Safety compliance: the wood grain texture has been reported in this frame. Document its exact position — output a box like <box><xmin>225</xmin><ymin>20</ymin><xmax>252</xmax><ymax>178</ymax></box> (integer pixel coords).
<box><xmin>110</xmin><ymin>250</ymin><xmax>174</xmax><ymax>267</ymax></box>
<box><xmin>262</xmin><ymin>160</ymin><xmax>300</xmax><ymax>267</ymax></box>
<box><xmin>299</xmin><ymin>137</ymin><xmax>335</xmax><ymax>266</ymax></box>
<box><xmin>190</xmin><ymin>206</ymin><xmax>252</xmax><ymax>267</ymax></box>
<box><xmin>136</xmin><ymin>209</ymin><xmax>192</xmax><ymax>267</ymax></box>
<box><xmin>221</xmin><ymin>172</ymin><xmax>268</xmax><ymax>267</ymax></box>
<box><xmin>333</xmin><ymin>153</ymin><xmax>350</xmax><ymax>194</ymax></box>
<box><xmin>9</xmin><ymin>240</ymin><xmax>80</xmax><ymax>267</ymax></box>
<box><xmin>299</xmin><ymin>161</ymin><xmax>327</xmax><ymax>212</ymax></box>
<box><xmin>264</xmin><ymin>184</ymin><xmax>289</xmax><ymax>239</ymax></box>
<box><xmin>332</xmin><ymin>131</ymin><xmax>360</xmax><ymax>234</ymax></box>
++++++
## Short exercise
Pull out every line in the entries above that has the word "compliance" in it. Capital and small letters must match.

## Reply to the exercise
Safety compliance: the wood grain texture has been reported in this frame. Document its exact position — output a box like <box><xmin>225</xmin><ymin>20</ymin><xmax>252</xmax><ymax>178</ymax></box> (integer pixel coords).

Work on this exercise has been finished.